SET PROBLEM » Express the records as a Markdown table with the columns Row and Line. Start at the first line and end at the line containing "result: one JSON", and omit blank lines.

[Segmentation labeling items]
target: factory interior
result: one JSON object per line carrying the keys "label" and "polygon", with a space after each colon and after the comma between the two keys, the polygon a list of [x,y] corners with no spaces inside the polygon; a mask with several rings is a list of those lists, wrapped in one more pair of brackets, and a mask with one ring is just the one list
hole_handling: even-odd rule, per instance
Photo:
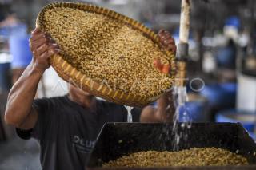
{"label": "factory interior", "polygon": [[[63,5],[67,2],[70,2],[71,5]],[[56,2],[57,5],[49,5],[53,2]],[[83,5],[72,5],[77,2]],[[90,7],[84,10],[90,10],[90,12],[85,12],[81,10],[81,6],[87,6],[88,7],[89,5]],[[58,7],[61,6],[64,7]],[[73,68],[74,65],[70,64],[67,67],[61,69],[60,68],[62,68],[63,65],[66,66],[66,62],[59,64],[58,61],[66,60],[68,57],[69,54],[63,54],[66,53],[65,50],[70,50],[73,55],[74,53],[77,54],[80,53],[80,49],[68,49],[68,47],[65,45],[69,43],[66,43],[65,41],[61,40],[62,36],[46,31],[47,28],[50,28],[47,27],[47,23],[55,23],[54,22],[56,22],[56,23],[62,23],[61,22],[62,20],[61,17],[59,18],[59,21],[56,19],[54,22],[50,22],[54,20],[53,18],[45,18],[42,19],[38,16],[39,14],[42,16],[42,14],[46,15],[47,14],[52,14],[53,16],[54,14],[58,15],[58,13],[56,12],[57,10],[55,11],[53,9],[59,8],[61,9],[60,10],[66,13],[63,16],[66,18],[66,20],[63,21],[67,21],[66,23],[70,23],[71,25],[74,23],[74,29],[75,26],[79,24],[80,26],[78,26],[78,28],[79,27],[80,29],[81,25],[82,25],[81,23],[83,21],[86,22],[84,22],[84,26],[86,27],[87,25],[87,27],[90,26],[92,30],[94,29],[93,28],[94,26],[98,26],[100,30],[102,28],[101,26],[106,26],[106,23],[107,22],[109,26],[112,26],[111,24],[113,24],[113,26],[116,26],[113,27],[117,30],[116,35],[122,37],[121,34],[119,34],[121,30],[119,32],[118,28],[120,28],[120,30],[122,28],[118,27],[118,24],[122,22],[118,21],[115,25],[111,23],[111,21],[116,21],[116,16],[118,16],[118,19],[126,18],[122,18],[122,15],[113,15],[113,14],[116,13],[108,12],[106,16],[110,16],[112,14],[111,17],[106,18],[106,18],[104,18],[105,20],[101,20],[102,22],[102,23],[88,26],[88,23],[89,25],[90,23],[89,17],[88,18],[86,18],[86,17],[81,18],[80,21],[78,21],[79,19],[78,19],[78,21],[68,20],[68,18],[74,18],[74,16],[75,14],[72,16],[71,12],[69,14],[69,10],[63,10],[65,8],[70,8],[71,11],[72,9],[80,8],[79,11],[83,12],[84,16],[94,14],[95,18],[92,17],[91,21],[95,21],[98,18],[98,16],[100,16],[98,14],[101,14],[101,11],[98,9],[101,8],[95,8],[95,10],[91,7],[94,6],[110,9],[138,21],[138,22],[130,22],[131,23],[130,23],[130,25],[127,28],[131,30],[130,31],[134,30],[133,30],[134,28],[138,28],[138,30],[140,30],[139,31],[141,31],[139,32],[140,36],[150,37],[154,43],[158,43],[158,40],[156,38],[157,36],[153,36],[152,38],[151,35],[153,35],[153,33],[147,34],[147,33],[146,33],[147,30],[143,30],[144,27],[136,27],[137,26],[140,26],[138,23],[142,23],[152,30],[154,33],[154,35],[157,35],[158,33],[158,36],[160,36],[160,42],[162,41],[161,35],[169,36],[168,38],[170,39],[168,39],[168,41],[173,43],[170,45],[171,46],[170,49],[171,49],[173,58],[170,60],[171,61],[169,61],[170,66],[169,65],[168,67],[168,69],[172,69],[172,71],[167,71],[170,73],[170,76],[164,74],[164,71],[162,71],[162,73],[155,73],[155,75],[162,75],[163,73],[164,75],[162,75],[162,77],[166,76],[170,78],[170,80],[174,80],[174,82],[171,83],[170,81],[166,82],[166,84],[168,84],[168,88],[171,86],[171,89],[168,89],[167,90],[166,87],[166,89],[164,89],[161,85],[154,86],[153,84],[150,85],[150,83],[147,83],[146,84],[146,86],[150,86],[150,88],[152,87],[153,89],[155,87],[154,89],[162,88],[159,89],[162,91],[160,93],[161,95],[159,95],[159,93],[158,96],[153,95],[150,97],[151,98],[149,97],[149,101],[144,102],[142,100],[143,97],[140,97],[142,100],[137,100],[135,94],[134,95],[134,101],[132,101],[132,99],[130,98],[130,93],[126,99],[122,100],[122,97],[123,93],[122,93],[120,100],[118,101],[117,99],[119,97],[118,95],[117,95],[118,94],[118,91],[116,91],[114,97],[110,97],[111,91],[110,91],[108,94],[101,92],[100,89],[102,86],[99,86],[99,85],[97,86],[98,88],[93,91],[93,85],[91,85],[92,86],[86,86],[87,89],[86,89],[92,93],[93,96],[91,96],[90,93],[88,94],[87,91],[79,93],[85,93],[85,95],[88,95],[90,100],[94,100],[94,97],[96,96],[95,102],[97,104],[95,105],[101,105],[101,108],[99,109],[97,108],[97,109],[95,109],[96,111],[94,111],[93,109],[90,110],[90,106],[89,109],[86,109],[78,106],[79,102],[74,102],[74,98],[79,98],[80,97],[78,97],[78,92],[77,92],[78,96],[73,96],[72,93],[70,93],[70,90],[74,89],[72,89],[74,87],[70,85],[69,81],[74,78],[71,81],[74,81],[75,83],[79,83],[76,81],[78,80],[78,77],[80,78],[80,76],[72,77],[71,74],[76,71],[70,71],[72,69],[70,70],[69,68]],[[47,10],[45,9],[48,10],[48,11],[52,11],[47,13]],[[84,9],[86,9],[86,7]],[[95,11],[91,13],[91,11],[93,11],[91,9],[95,10]],[[104,14],[104,12],[109,10],[102,10],[102,14]],[[78,12],[77,14],[78,15],[78,14],[80,13]],[[103,14],[102,15],[103,16]],[[107,20],[106,18],[109,20],[106,21]],[[88,22],[86,22],[87,20]],[[185,20],[188,22],[184,23]],[[57,30],[59,31],[62,27],[60,25],[56,24],[54,27],[57,28]],[[66,30],[64,30],[64,31],[62,30],[64,39],[70,38],[68,31],[70,30],[72,26],[65,27],[67,30],[66,32],[65,32]],[[38,30],[34,30],[36,27]],[[58,27],[59,27],[58,30]],[[86,29],[88,29],[87,27]],[[42,30],[39,30],[40,29]],[[42,32],[42,30],[46,32],[46,34]],[[94,30],[97,32],[98,30],[94,29]],[[109,35],[108,34],[110,34],[108,28],[102,30],[105,32],[101,33],[102,37],[97,38],[98,39],[96,38],[97,41],[98,41],[98,43],[99,43],[99,45],[96,47],[94,46],[94,43],[96,42],[94,42],[94,39],[90,38],[91,35],[90,34],[94,34],[93,32],[90,32],[90,30],[82,32],[88,34],[88,36],[86,35],[84,38],[81,38],[82,36],[79,34],[81,38],[79,42],[75,41],[72,42],[72,38],[75,37],[74,35],[74,37],[71,35],[70,40],[70,42],[74,44],[77,43],[78,45],[80,45],[79,43],[82,44],[80,46],[81,49],[86,45],[88,45],[86,48],[88,47],[89,49],[94,46],[91,47],[90,50],[92,51],[92,49],[98,50],[98,52],[94,53],[96,53],[95,56],[98,55],[97,58],[99,58],[99,61],[106,59],[104,56],[98,54],[101,53],[104,54],[103,52],[105,49],[106,53],[123,53],[124,54],[122,53],[123,56],[120,57],[120,60],[122,58],[127,59],[126,58],[126,53],[130,52],[130,61],[129,58],[126,62],[120,61],[120,63],[125,63],[122,65],[120,65],[123,67],[122,70],[129,68],[127,65],[130,63],[137,63],[137,61],[139,61],[135,58],[139,57],[136,56],[136,51],[133,51],[132,49],[130,49],[130,51],[129,51],[130,47],[122,49],[121,47],[122,47],[122,45],[118,45],[117,42],[114,41],[113,42],[113,41],[107,40],[109,41],[109,42],[106,43],[107,45],[101,45],[100,43],[102,42],[105,43],[104,38],[106,38]],[[122,29],[122,30],[126,30]],[[138,43],[136,44],[136,47],[138,46],[138,48],[140,48],[146,40],[144,41],[143,39],[143,42],[142,41],[139,42],[140,38],[137,39],[138,41],[133,40],[133,36],[138,33],[138,31],[136,33],[131,32],[130,34],[124,35],[126,37],[124,38],[123,42],[129,43],[130,42],[133,42]],[[74,34],[76,34],[76,32]],[[115,36],[114,34],[115,33],[114,33],[114,36]],[[50,52],[42,53],[41,56],[36,57],[39,55],[38,51],[41,49],[46,50],[42,49],[48,48],[46,47],[46,45],[42,45],[41,47],[38,47],[38,49],[34,49],[34,48],[36,48],[34,46],[39,45],[38,44],[40,42],[38,42],[38,41],[40,40],[38,39],[41,35],[42,36],[42,41],[46,39],[46,43],[48,43],[47,45],[50,45],[48,46]],[[50,36],[50,38],[49,38],[50,39],[47,39],[48,35]],[[186,35],[187,35],[187,37],[186,37]],[[184,39],[182,38],[185,38],[185,42],[183,41]],[[51,40],[54,41],[54,42],[50,45]],[[35,42],[36,41],[38,41],[38,42]],[[66,39],[66,41],[69,42],[68,39]],[[152,42],[152,41],[150,42]],[[166,43],[166,41],[163,41],[162,44]],[[110,52],[108,52],[106,46],[110,45],[112,42],[117,43],[116,48],[108,49],[110,50]],[[91,45],[90,45],[90,43],[92,44]],[[148,45],[150,45],[151,44]],[[158,46],[156,44],[154,45]],[[158,45],[159,45],[159,43]],[[154,46],[154,48],[155,46]],[[169,48],[169,45],[166,45],[166,46]],[[121,52],[114,51],[118,47],[121,48]],[[142,48],[144,47],[145,49],[147,48],[146,45]],[[60,48],[60,49],[58,48]],[[37,52],[35,50],[38,51]],[[58,52],[58,50],[60,52]],[[144,49],[141,50],[142,53]],[[143,57],[143,58],[146,58],[145,61],[143,61],[143,58],[142,59],[142,65],[144,63],[144,65],[146,65],[146,58],[149,58],[149,56],[153,56],[154,53],[161,53],[161,55],[165,55],[166,57],[169,55],[169,52],[166,53],[166,49],[162,49],[162,48],[161,50],[158,48],[158,52],[155,52],[152,49],[152,53],[148,52],[148,53],[146,54],[147,57]],[[47,64],[42,64],[43,61],[42,61],[40,58],[42,59],[44,54],[49,54],[52,51],[55,53],[49,57],[50,60],[49,58],[45,60]],[[139,53],[139,52],[138,52],[138,53]],[[53,59],[57,55],[59,60]],[[62,55],[64,57],[62,57]],[[115,54],[113,56],[113,57],[114,57]],[[127,54],[127,56],[129,56],[129,54]],[[82,57],[87,57],[87,56],[82,56]],[[111,58],[111,57],[110,57]],[[154,57],[158,57],[154,56]],[[71,59],[67,60],[68,63],[72,58],[76,57],[70,57],[70,58]],[[162,58],[164,58],[164,57],[162,57]],[[134,60],[134,62],[132,60]],[[87,59],[85,61],[86,61]],[[80,61],[81,62],[79,62],[85,63],[85,61]],[[158,64],[159,64],[158,61],[157,61],[156,64],[154,62],[154,65],[153,62],[150,63],[150,65],[158,65]],[[116,62],[119,63],[119,61]],[[93,63],[93,61],[91,61],[91,63]],[[98,61],[98,63],[102,62]],[[100,64],[98,63],[95,65],[96,67],[97,65],[100,65]],[[160,63],[159,65],[161,66],[161,65]],[[174,66],[174,65],[175,66]],[[81,65],[82,65],[82,64],[81,64]],[[162,65],[161,68],[165,67],[165,65],[164,65],[164,66]],[[37,75],[39,72],[35,71],[34,74],[30,72],[33,72],[32,70],[39,70],[38,68],[40,68],[40,66],[46,68],[43,68],[44,72],[42,73],[40,77],[38,78]],[[38,69],[36,69],[37,68],[33,69],[34,67],[38,67]],[[143,69],[142,67],[142,65],[134,64],[134,68],[131,69],[132,70],[124,72],[124,74],[126,73],[128,75],[129,73],[133,73],[137,68],[141,69],[142,72],[143,72],[145,69]],[[94,70],[96,70],[96,69]],[[157,72],[157,69],[153,66],[152,70]],[[151,71],[147,71],[150,75]],[[96,73],[90,72],[94,72],[94,69],[86,71],[86,73],[89,73],[88,75],[96,75]],[[106,73],[109,72],[106,71]],[[107,77],[108,74],[110,77],[114,77],[115,73],[116,73],[114,72],[112,73],[106,73],[106,77]],[[103,77],[105,75],[103,74],[104,73],[98,77]],[[134,74],[128,76],[127,77],[130,77],[132,81],[134,80],[132,77],[140,77]],[[171,78],[171,76],[174,78]],[[68,78],[66,78],[66,77],[68,77]],[[126,77],[124,76],[124,77]],[[120,77],[120,80],[121,78]],[[81,77],[81,80],[82,79],[82,77]],[[158,81],[161,81],[160,77]],[[118,81],[118,82],[119,81]],[[83,84],[82,81],[81,83],[82,86]],[[106,86],[107,85],[106,85]],[[82,87],[84,88],[86,86]],[[83,88],[80,88],[82,91]],[[135,93],[142,93],[143,89],[149,89],[149,91],[150,91],[150,88],[145,87],[144,89],[138,89],[138,90],[134,92]],[[136,89],[136,87],[134,89]],[[122,87],[120,87],[120,90],[122,89]],[[171,117],[168,117],[167,115],[167,118],[166,119],[154,121],[153,117],[157,113],[161,113],[159,110],[161,110],[161,109],[162,109],[162,106],[165,105],[162,104],[162,102],[164,102],[162,97],[165,97],[165,95],[170,93],[170,92],[172,93],[172,98],[169,97],[168,102],[172,104],[167,105],[167,106],[166,106],[166,108],[162,109],[161,112],[166,113],[167,111],[170,110],[171,113],[170,114]],[[147,96],[146,93],[150,93],[145,91],[145,98],[150,96],[150,94]],[[81,97],[82,98],[82,97]],[[129,101],[128,98],[130,100]],[[54,101],[55,99],[57,101]],[[61,105],[62,105],[62,103],[61,102],[67,102],[65,100],[69,101],[70,103],[63,104],[64,106],[62,108],[62,106]],[[45,104],[46,102],[46,104]],[[39,104],[41,105],[40,106],[38,106]],[[104,105],[106,105],[106,106],[104,106]],[[74,109],[70,109],[71,105],[74,106]],[[41,106],[42,108],[39,108]],[[171,108],[170,109],[170,106]],[[172,106],[174,106],[174,109]],[[59,109],[59,113],[57,113],[58,112],[57,108],[61,108]],[[150,111],[146,112],[147,109],[150,109],[150,111],[152,110],[153,113]],[[64,109],[66,109],[66,111],[63,111]],[[86,116],[87,117],[84,118],[82,116],[78,116],[78,113],[80,113],[82,109],[86,112],[85,117]],[[38,110],[40,110],[40,113]],[[42,114],[41,114],[42,110],[46,110],[44,113],[49,117],[42,116]],[[25,114],[26,111],[27,114]],[[98,111],[100,113],[97,113]],[[61,114],[64,114],[66,112],[69,112],[70,114],[66,114],[66,116]],[[96,113],[94,112],[96,112]],[[105,112],[106,114],[104,114]],[[156,114],[154,116],[154,112],[156,112]],[[88,116],[88,113],[94,113],[94,115],[97,115],[97,118],[95,119],[94,117],[91,115]],[[138,116],[136,116],[138,113]],[[101,113],[107,116],[102,116],[103,118],[100,117],[98,115]],[[142,113],[146,115],[143,117]],[[75,115],[74,117],[72,117],[72,114]],[[57,117],[55,117],[55,115],[57,115]],[[152,117],[150,115],[152,115]],[[34,117],[36,118],[33,118]],[[99,117],[99,118],[98,117]],[[106,117],[107,118],[106,118]],[[121,117],[122,118],[120,118]],[[53,118],[53,120],[50,120],[50,118]],[[54,120],[54,118],[56,118],[56,120]],[[23,120],[18,121],[18,119]],[[31,123],[30,120],[34,121],[34,123]],[[134,123],[138,121],[141,123]],[[48,128],[46,129],[42,128],[46,127],[42,125],[43,122],[46,125],[50,125],[50,126],[47,126]],[[114,123],[106,124],[102,126],[103,123],[107,122]],[[103,127],[103,128],[101,128],[102,127]],[[39,128],[40,130],[38,130]],[[85,136],[80,136],[79,135],[74,135],[73,136],[73,133],[77,134],[77,132],[73,132],[76,128],[79,128],[78,129],[79,134],[80,132],[85,134]],[[70,130],[70,132],[69,132],[69,130]],[[28,132],[29,135],[26,136],[27,133],[24,132]],[[39,132],[42,134],[39,133]],[[67,134],[69,132],[70,132],[70,134]],[[70,136],[70,139],[67,137],[69,135]],[[94,139],[87,140],[87,138],[90,137]],[[205,155],[206,157],[213,156],[216,158],[219,156],[218,160],[221,163],[218,164],[218,162],[217,164],[216,160],[216,164],[214,164],[215,160],[214,160],[214,158],[212,161],[209,160],[207,163],[204,162],[205,160],[203,158],[198,158],[199,163],[195,163],[197,162],[194,160],[196,159],[195,157],[193,158],[193,156],[195,156],[196,153],[201,152],[201,150],[194,151],[193,149],[198,148],[206,148],[202,151],[203,152],[202,152],[201,158]],[[231,153],[228,153],[229,156],[226,157],[224,155],[226,150],[224,152],[224,150],[218,150],[218,148],[227,149]],[[181,155],[175,155],[175,152],[182,152],[182,150],[187,151],[187,152],[185,152],[181,153]],[[162,164],[160,163],[162,153],[159,152],[167,151],[170,152],[162,153],[166,154],[163,156],[166,159],[165,162]],[[154,153],[154,152],[159,152]],[[129,154],[136,154],[135,152],[142,154],[142,156],[130,155],[130,157],[123,157]],[[216,154],[214,155],[212,152],[215,152]],[[190,153],[190,155],[189,155]],[[237,162],[237,164],[233,164],[233,153],[240,156],[234,158],[234,162],[238,161],[238,160],[240,159],[241,156],[244,156],[246,160],[241,158],[241,163]],[[169,160],[166,158],[169,156],[168,154],[170,154]],[[235,156],[234,155],[234,156]],[[130,160],[132,159],[132,156],[134,156],[133,159],[134,160]],[[172,156],[175,157],[175,159]],[[180,162],[177,162],[176,164],[175,161],[178,160],[179,156],[185,156],[185,158],[180,158]],[[120,161],[119,163],[114,161],[119,157],[120,160],[117,160],[117,161]],[[122,162],[122,158],[126,161],[130,160],[132,164],[125,164]],[[154,160],[156,163],[146,163],[146,160],[144,161],[142,158],[151,159],[152,161]],[[192,159],[192,160],[190,160],[190,159]],[[106,162],[108,163],[106,164]],[[135,162],[139,162],[139,164]],[[225,164],[225,164],[226,163],[226,164]],[[82,164],[79,164],[80,163]],[[118,168],[115,167],[116,165]],[[194,166],[202,166],[198,169],[214,169],[214,167],[208,168],[207,165],[218,166],[216,167],[216,169],[256,169],[256,1],[0,0],[1,170],[109,169],[110,168],[118,169],[118,166],[121,168],[125,167],[122,169],[133,169],[138,168],[137,166],[139,166],[140,168],[147,168],[148,167],[162,168],[160,167],[163,167],[166,168],[165,169],[183,169],[183,165],[187,167],[186,169],[196,169],[193,168]],[[225,165],[226,165],[226,167]],[[109,166],[110,168],[109,168]],[[177,168],[174,168],[177,166]],[[236,166],[242,167],[241,168],[236,168]],[[138,169],[139,169],[139,168]]]}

TASK RESPONSE »
| Row | Line |
|---|---|
| 1 | target: factory interior |
| 2 | result: one JSON object per line carrying the keys "label" and "polygon", with a space after each colon and after the comma between the two keys, the polygon a list of [x,y] corners with no spaces inside the polygon; a mask with several rings is a list of those lists, wrapped in one more pair of brackets, and a mask with one ring is just the one list |